§ Tasks to complete
A) Repeat word for word the part of the discussion on marriage contracts starting at "Did factories used" and ending at "best to negotiate.".
B) Rescale the photo entries below by writing out every line of them again, wording and all, with each point coordinate in the answers multiplied by 1.55 and rounded to a whole number, halves rounded up. Leave the pictures out of your answer.

§ Selected passage
++++++++++

I would like to see some kind of 'contract' as an option instead of marriage.
I think that the moment there is a child, then there should be a contract which comes into effect and holds both parents responsible for the upbringing of that child. Of course, to enforce that, then there would have to be a whole load of bureaucracy. But the concept that becoming a parent brings automatic responsibility is one that I would like to see more firmly enforced. I think too many people don't step up to that enough.
Then adults can choose to make thier own contracts if they wish. e.g. a couple may decide on a 5 year contract when a child is born, so that they both support the child through the early years. They may have a life-long one, or none at all. BUT any contract/agreement would have been written in how the relationship will be separated at the end.
It would then mean that the law would be pro-active, looking at how best to protect the children, and the parents that care for them. At the moment it is reactive, and only steps in once people are at a stage where they find co-operating extremely difficult. It would also be so much easier to makes decision if you knew what would happen upon separation, particularly regarding the issue of SAHP.
I'd hope that people would also see that moving in with someone, or having a child with them, if they refuse to even a basic contract, would be a big red flag, but I'm sure there would still be some who say 'they love me, I don't need a contract'.
Did factories used to pay for schooling of the workers?
I'm not sure they did, Mini, I think they provided schooling for children who were in the labour force, but I am happy to be contradicted on that. It's a good question.
Apart from that, the whole topic of marriage depresses me so much, I'm staying out of it. I'm married, I don't wear a wedding band, I don't live with OH, I don't think of myself as a wife, I feel like the whole thing tries to shoe-horn me and our relationship into a socially sanctioned box, which I do my best to negotiate.
some of the big factory owners paid for education and housing etc. examples being rowntrees, Terry's and Cadbury. The Calvinsitic belief system was that the owners could enjoy their wealth a certain amount, but not too much. So they provided 'model villages' for employees, with churches and houses, the stores were owned by the Company (The Company Store) which set the prices, and education was provided for children. By the 1850s education was legally required for young children, and throughout the later 1800s the age of education kept rising.

++++++++++

§ Exercise input
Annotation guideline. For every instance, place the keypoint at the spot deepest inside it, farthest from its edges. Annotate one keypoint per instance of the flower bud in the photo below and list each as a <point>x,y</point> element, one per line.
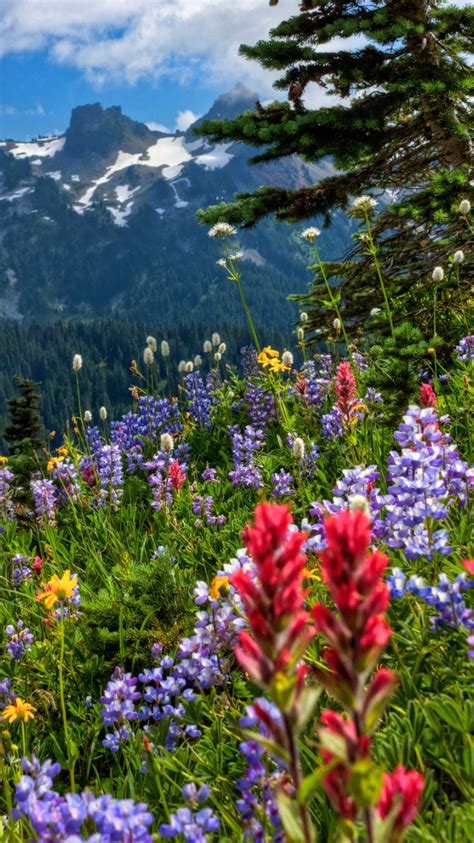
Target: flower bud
<point>148,356</point>
<point>166,443</point>
<point>359,502</point>
<point>77,362</point>
<point>298,449</point>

++++++++++

§ The answers
A)
Did factories used to pay for schooling of the workers?
I'm not sure they did, Mini, I think they provided schooling for children who were in the labour force, but I am happy to be contradicted on that. It's a good question.
Apart from that, the whole topic of marriage depresses me so much, I'm staying out of it. I'm married, I don't wear a wedding band, I don't live with OH, I don't think of myself as a wife, I feel like the whole thing tries to shoe-horn me and our relationship into a socially sanctioned box, which I do my best to negotiate.

B)
Annotation guideline. For every instance, place the keypoint at the spot deepest inside it, farthest from its edges. Annotate one keypoint per instance of the flower bud in the photo below and list each as a <point>x,y</point> element, one per line.
Target: flower bud
<point>229,552</point>
<point>257,687</point>
<point>556,778</point>
<point>119,561</point>
<point>462,696</point>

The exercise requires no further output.